Metinden bölüm:
1. GİRİŞ
Gelir İdaresi Başkanlığı tarafından 02.08.2012 günü internet sitesinde yayınlanan duyuruya göre, Almanya ÇVÖA 01.01.2011 tarihinden geçerli olmak üzere 01.08.2012 günü itibariyle yürürlüğe girmiştir.
Konuya ilişkin Gelir İdaresi Başkanlığı duyurusu aşağıdaki gibidir.
“19 Eylül 2011 tarihinde Berlin’de imzalanan ve 16 Ocak 2012 tarih ve 2012/2695 sayılı Bakanlar Kurulu Kararı ile onaylanıp 24 Ocak 2012 tarih ve 28183 sayılı Resmi Gazete’de yayımlanmış olan “Türkiye Cumhuriyeti ile Almanya Federal Cumhuriyeti Arasında Gelir Üzerinden Alınan Vergilerde Çifte Vergilendirmeyi ve Vergi Kaçakçılığını Önleme Anlaşması”nın onay belgelerinin diplomatik yollarla teatisi tamamlanmış olup, Anlaşma 1 Ağustos 2012 tarihinde yürürlüğe girmiştir.
Bu Anlaşmanın hükümleri, 1 Ocak 2011 tarihinden itibaren uygulanmaya başlanacak olup, bu suretle 21 Temmuz 2009 tarihinde feshedilen ve 1 Ocak 2011 tarihinden itibaren hükümleri uygulanması son bulan önceki Anlaşma ile arasında oluşan zaman boşluğu da giderilmiş olmaktadır.
Söz konusu Anlaşmada yer alan gelirlerin hem Türkiye’de, hem de Almanya’da Anlaşma hükümleri yerine bu ülkelerin iç mevzuatlarına göre vergilendirilmiş olması durumunda, vergilendirmenin Anlaşma hükümlerine uygun olarak yapılmasını teminen düzeltme başvurusunda bulunulması gerekmektedir.
Diğer taraftan, söz konusu düzeltme başvurularının süresi konusunda Anlaşmada özel bir düzenleme yer almaktadır. Buna göre, kaynakta kesilen vergiler için verginin kaynakta kesildiği takvim yılını takip eden dördüncü yılın sonuna kadar düzeltme başvurusunda bulunulması gerekmektedir.
Kamuoyuna duyurulur.”
2. 1 OCAK 2011 – 1 AĞUSTOS 2012 TARİHLERİ ARASINDA FAZLA VEYA YERSİZ YAPILAN VERGİ TEVKİFATLARININ İADESİ
01.01.2011 ilâ 01.08.2012 tarihleri arasında yürürlükte bulunan bir ÇVÖA metni yoktu. Bu nedenle Almanya mukimi kişi ya da firmalara yapılan ödemelerde iç mevzuatımız esas alınmıştı. Örneğin: Serbest meslek mahiyetinde bir ödeme yapılmışsa 183 gün şartı aranmamış ve %20 vergi tevkifatı yapılmış, gayrimaddi hak niteliğinde bir ödeme yapılmış ise yine anlaşma kaynaklı daha düşük bir oran olmadığı için %20 vergi tevkifatı yapılmıştı. İşte şimdi, bu fazla veya yersiz yapılan vergi tevkifatlarının iadesi imkanı oluşmuştur.

Sorun: Almanya ile yapılan vergi anlaşmasını anlatan metinde "Diğer taraftan, söz" sözlerinden başlayıp "kadar düzeltme başvurusunda bulunulması gerekmektedir." sözlerine kadar, bu sözler de dahil olmak üzere, bölümü "dördüncü" yerine "beşinci" koyarak değiştirin ve yeniden yazın. Burada sadece metindeki bilgileri kullanın.

Verilen bilgiler:

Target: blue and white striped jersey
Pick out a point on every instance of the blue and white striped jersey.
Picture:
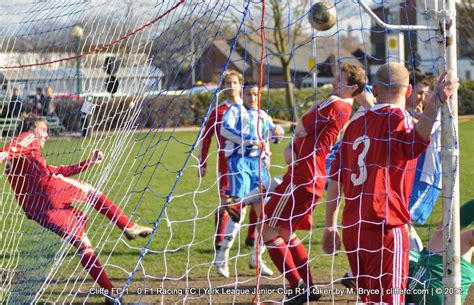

Sonuç:
Diğer taraftan, söz konusu düzeltme başvurularının süresi konusunda Anlaşmada özel bir düzenleme yer almaktadır. Buna göre, kaynakta kesilen vergiler için verginin kaynakta kesildiği takvim yılını takip eden beşinci yılın sonuna kadar düzeltme başvurusunda bulunulması gerekmektedir.